• **DIRECTIONS FOR THIS TASK**
Return only the lines starting at the line that contains "Target — rearview mirror" and ending with the final line of the listing; include both endpoints.

Items listed in a dataset:
--- BEGIN ---

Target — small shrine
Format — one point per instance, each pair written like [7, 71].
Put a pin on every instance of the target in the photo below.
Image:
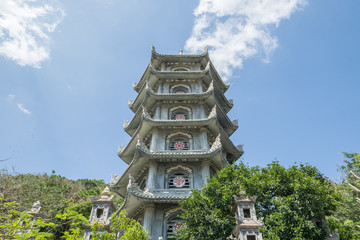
[102, 208]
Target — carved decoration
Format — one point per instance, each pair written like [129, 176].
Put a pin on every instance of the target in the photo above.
[126, 124]
[236, 123]
[146, 113]
[130, 102]
[35, 207]
[172, 211]
[213, 112]
[120, 149]
[177, 167]
[240, 147]
[216, 144]
[114, 179]
[178, 133]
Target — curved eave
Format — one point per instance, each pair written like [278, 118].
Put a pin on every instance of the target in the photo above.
[131, 205]
[202, 58]
[157, 58]
[142, 156]
[228, 145]
[157, 197]
[148, 123]
[215, 75]
[152, 75]
[141, 119]
[148, 98]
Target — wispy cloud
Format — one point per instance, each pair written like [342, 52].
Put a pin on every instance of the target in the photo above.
[23, 109]
[24, 30]
[238, 29]
[11, 97]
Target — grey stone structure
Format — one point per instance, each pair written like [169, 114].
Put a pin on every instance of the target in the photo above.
[179, 139]
[247, 225]
[102, 208]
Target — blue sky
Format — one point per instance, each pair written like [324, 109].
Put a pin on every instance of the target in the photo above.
[67, 69]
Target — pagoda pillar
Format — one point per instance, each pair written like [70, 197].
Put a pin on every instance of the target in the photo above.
[204, 145]
[154, 140]
[149, 218]
[205, 171]
[158, 113]
[151, 180]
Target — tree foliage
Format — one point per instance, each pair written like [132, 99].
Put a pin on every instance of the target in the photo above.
[289, 200]
[347, 216]
[15, 224]
[65, 203]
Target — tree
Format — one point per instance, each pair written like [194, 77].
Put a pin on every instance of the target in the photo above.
[289, 202]
[15, 224]
[347, 216]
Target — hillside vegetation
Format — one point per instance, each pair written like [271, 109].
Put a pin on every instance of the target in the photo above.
[54, 192]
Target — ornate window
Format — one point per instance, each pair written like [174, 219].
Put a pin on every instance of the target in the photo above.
[142, 184]
[179, 143]
[99, 212]
[180, 69]
[180, 89]
[246, 212]
[173, 225]
[180, 114]
[250, 237]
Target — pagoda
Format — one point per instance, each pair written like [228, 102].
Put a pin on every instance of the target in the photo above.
[179, 139]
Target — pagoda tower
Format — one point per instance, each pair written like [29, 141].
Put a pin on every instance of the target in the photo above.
[179, 139]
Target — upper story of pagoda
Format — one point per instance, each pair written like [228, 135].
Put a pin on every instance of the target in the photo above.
[187, 74]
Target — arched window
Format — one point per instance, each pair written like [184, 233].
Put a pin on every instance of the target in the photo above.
[179, 180]
[173, 225]
[142, 184]
[179, 114]
[180, 69]
[180, 90]
[179, 143]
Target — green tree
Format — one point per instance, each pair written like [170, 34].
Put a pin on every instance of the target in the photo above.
[347, 216]
[289, 200]
[15, 224]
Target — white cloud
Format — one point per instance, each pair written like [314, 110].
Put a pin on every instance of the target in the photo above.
[23, 109]
[238, 29]
[24, 30]
[11, 97]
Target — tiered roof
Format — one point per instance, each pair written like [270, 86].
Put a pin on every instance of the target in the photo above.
[219, 127]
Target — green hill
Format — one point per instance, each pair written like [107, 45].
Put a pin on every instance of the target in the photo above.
[54, 192]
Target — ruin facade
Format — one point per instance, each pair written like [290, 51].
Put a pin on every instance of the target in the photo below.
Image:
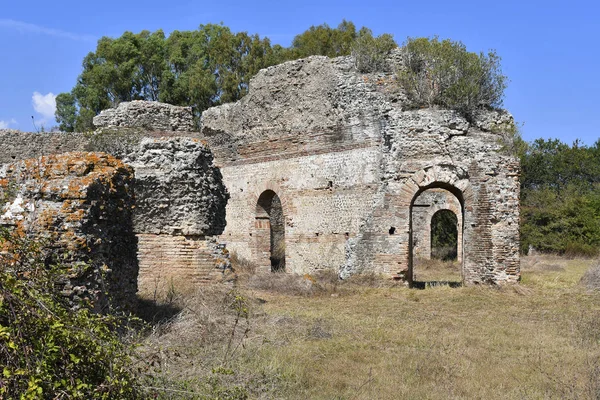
[324, 167]
[344, 160]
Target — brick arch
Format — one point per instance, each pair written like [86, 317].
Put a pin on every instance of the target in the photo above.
[450, 178]
[267, 227]
[422, 222]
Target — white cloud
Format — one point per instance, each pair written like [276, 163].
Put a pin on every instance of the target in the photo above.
[7, 124]
[44, 104]
[23, 27]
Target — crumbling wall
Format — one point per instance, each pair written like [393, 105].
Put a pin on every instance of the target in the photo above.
[16, 145]
[347, 160]
[150, 115]
[78, 206]
[180, 207]
[425, 206]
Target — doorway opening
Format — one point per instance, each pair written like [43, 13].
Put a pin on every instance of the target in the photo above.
[270, 231]
[436, 216]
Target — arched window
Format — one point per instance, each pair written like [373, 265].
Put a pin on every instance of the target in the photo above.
[270, 228]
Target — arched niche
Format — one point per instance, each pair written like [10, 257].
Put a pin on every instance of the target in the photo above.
[269, 232]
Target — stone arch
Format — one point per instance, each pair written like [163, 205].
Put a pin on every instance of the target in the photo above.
[455, 181]
[450, 220]
[269, 232]
[431, 202]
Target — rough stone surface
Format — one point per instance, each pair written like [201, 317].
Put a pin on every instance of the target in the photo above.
[79, 207]
[179, 194]
[149, 115]
[426, 205]
[347, 159]
[178, 189]
[180, 206]
[16, 145]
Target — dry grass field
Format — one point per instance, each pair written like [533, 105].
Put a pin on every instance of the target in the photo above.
[291, 337]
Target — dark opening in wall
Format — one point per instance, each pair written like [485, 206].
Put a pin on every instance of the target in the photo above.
[444, 236]
[270, 222]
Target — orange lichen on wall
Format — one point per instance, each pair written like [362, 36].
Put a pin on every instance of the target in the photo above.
[77, 208]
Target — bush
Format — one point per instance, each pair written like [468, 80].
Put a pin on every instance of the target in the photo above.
[444, 73]
[370, 52]
[48, 350]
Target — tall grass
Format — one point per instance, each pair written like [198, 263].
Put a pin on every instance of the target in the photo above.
[372, 339]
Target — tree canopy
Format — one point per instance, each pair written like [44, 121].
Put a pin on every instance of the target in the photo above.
[444, 73]
[201, 68]
[560, 197]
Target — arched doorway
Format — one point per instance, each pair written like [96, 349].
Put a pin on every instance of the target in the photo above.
[436, 227]
[270, 232]
[444, 235]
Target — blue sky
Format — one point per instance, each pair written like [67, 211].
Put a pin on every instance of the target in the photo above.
[550, 49]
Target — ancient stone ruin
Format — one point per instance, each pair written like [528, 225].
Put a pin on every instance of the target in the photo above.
[317, 167]
[324, 166]
[78, 206]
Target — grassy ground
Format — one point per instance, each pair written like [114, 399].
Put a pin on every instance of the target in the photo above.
[305, 338]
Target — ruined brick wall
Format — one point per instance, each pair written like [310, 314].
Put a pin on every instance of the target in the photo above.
[347, 161]
[150, 115]
[180, 207]
[179, 199]
[425, 206]
[78, 206]
[17, 145]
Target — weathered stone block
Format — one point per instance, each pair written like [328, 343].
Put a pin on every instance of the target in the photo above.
[79, 207]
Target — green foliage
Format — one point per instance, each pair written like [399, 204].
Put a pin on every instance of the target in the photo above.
[201, 68]
[560, 198]
[66, 112]
[324, 41]
[443, 73]
[48, 350]
[370, 52]
[444, 235]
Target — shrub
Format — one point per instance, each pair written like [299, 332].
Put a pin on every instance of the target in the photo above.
[370, 52]
[48, 350]
[444, 73]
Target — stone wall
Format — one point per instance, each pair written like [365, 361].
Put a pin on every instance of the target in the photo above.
[179, 198]
[150, 115]
[425, 206]
[348, 160]
[180, 207]
[17, 145]
[78, 206]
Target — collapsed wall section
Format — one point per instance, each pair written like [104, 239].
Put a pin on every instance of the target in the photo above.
[180, 207]
[17, 145]
[150, 115]
[302, 118]
[78, 206]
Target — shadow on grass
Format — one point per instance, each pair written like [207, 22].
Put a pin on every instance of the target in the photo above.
[430, 284]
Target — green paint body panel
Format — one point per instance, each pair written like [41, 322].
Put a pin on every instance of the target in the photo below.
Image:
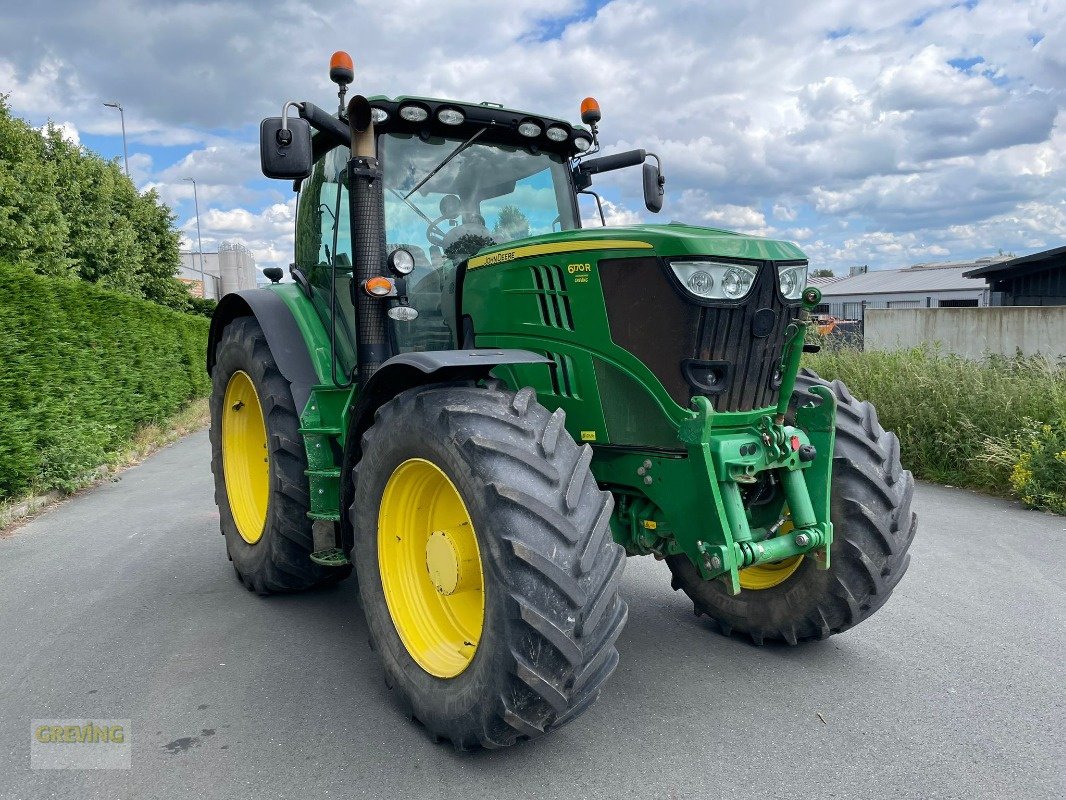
[674, 470]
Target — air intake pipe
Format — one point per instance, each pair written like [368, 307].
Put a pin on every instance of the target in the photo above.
[367, 200]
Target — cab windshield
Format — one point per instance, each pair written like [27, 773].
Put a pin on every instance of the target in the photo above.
[485, 194]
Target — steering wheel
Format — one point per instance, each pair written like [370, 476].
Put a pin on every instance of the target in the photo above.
[434, 234]
[451, 207]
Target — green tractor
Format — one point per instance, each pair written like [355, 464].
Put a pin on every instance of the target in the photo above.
[483, 406]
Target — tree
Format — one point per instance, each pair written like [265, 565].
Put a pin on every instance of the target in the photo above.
[66, 211]
[32, 225]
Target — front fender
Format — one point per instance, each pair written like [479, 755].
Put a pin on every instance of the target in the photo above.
[287, 344]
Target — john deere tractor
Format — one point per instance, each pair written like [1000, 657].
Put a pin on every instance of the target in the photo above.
[483, 406]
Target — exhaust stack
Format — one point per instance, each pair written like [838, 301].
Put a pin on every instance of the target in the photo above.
[367, 198]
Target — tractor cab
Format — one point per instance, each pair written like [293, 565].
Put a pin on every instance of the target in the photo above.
[455, 178]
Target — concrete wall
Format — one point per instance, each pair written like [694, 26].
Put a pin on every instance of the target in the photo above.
[970, 332]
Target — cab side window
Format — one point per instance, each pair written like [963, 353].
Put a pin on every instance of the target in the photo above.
[324, 242]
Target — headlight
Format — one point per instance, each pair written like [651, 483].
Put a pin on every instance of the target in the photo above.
[792, 278]
[414, 113]
[451, 116]
[529, 128]
[715, 281]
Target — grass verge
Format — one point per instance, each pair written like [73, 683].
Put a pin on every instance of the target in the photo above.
[997, 425]
[145, 442]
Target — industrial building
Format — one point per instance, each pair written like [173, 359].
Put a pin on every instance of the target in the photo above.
[1035, 280]
[941, 285]
[213, 274]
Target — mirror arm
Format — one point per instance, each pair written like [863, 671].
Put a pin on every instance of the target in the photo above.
[323, 122]
[599, 205]
[285, 136]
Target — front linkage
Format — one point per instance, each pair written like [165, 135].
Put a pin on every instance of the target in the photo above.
[695, 506]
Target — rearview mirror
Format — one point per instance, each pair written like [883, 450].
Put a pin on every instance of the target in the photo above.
[285, 152]
[655, 187]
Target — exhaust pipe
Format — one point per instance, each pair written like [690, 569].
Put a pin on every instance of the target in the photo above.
[367, 203]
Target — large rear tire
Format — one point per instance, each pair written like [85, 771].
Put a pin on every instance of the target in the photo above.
[873, 528]
[258, 460]
[487, 571]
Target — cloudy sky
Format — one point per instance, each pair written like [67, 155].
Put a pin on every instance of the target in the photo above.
[886, 132]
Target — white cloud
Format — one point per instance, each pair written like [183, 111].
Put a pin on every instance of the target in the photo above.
[873, 144]
[67, 130]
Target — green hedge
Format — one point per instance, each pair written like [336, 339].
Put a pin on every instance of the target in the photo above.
[997, 425]
[81, 368]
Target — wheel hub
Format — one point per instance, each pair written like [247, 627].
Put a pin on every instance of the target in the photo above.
[431, 568]
[245, 457]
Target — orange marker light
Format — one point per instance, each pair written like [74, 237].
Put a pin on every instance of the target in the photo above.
[341, 68]
[590, 111]
[377, 287]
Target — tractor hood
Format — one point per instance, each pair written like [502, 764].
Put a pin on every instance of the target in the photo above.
[674, 239]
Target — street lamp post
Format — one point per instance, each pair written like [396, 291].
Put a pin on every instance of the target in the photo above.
[122, 116]
[199, 243]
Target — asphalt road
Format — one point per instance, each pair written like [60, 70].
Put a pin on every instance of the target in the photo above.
[120, 604]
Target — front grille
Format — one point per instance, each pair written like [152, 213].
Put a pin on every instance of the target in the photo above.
[680, 340]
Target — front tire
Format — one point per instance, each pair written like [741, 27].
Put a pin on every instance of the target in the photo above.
[531, 632]
[873, 528]
[258, 461]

--- END ---

• **OUTPUT**
Target — rearview mirror
Format — one point per instance, each pair written like [883, 450].
Put a pin on every instance of the target in the photo above.
[285, 152]
[655, 187]
Target — exhaust pipe
Format — one point per instance, each pair written like [690, 569].
Put a pin on every instance of the target in the photo above.
[367, 203]
Target — large rear tire
Format — one point per instance, each pair written like [85, 771].
Put a pin on every instance of the target in the photo above.
[873, 528]
[258, 460]
[487, 571]
Target — cloudy sky
Format — one point per instance, each pair written like [67, 155].
Put a pin on every instance of the target in the photo above.
[886, 132]
Target — white cloud
Format — one point per instance, each pair written like [183, 111].
Put a pin on every instance of the target in the photo above.
[873, 144]
[67, 130]
Target — green hedge
Format — one point per instance, each pair written like [336, 339].
Put a pin on every instance of the target in the photo above.
[997, 425]
[81, 368]
Target — wheel hub
Format — one point per instance, each pair written like [247, 627].
Put a pin on every instance of the target in the photo above.
[431, 568]
[245, 457]
Target — orange marker light
Format — one point per instance, each pair written like [74, 237].
Put a pin on every instance of the target in the photo above.
[341, 68]
[590, 111]
[377, 287]
Target — tractor hood
Format — one point per instance, each pair written like [502, 764].
Put a pin on every instance of the target in the photo above.
[674, 239]
Target — street lamp post
Format — one point per instance, each pair written like [396, 291].
Put a pin on every instance of the target in the photo above.
[122, 116]
[199, 243]
Target — asphalt road
Format — one point per instance, each pair written like [60, 70].
Put a pin on every instance of the target in the photo above.
[120, 604]
Target — front grille
Format — one point per instance, each pair written like [152, 213].
Put a pin on every instance of the target in the photo above.
[680, 340]
Target — front tire
Format — one point per instance, each pair written like [741, 27].
Put a pin on every instance of the target in the photo above.
[531, 632]
[873, 528]
[258, 461]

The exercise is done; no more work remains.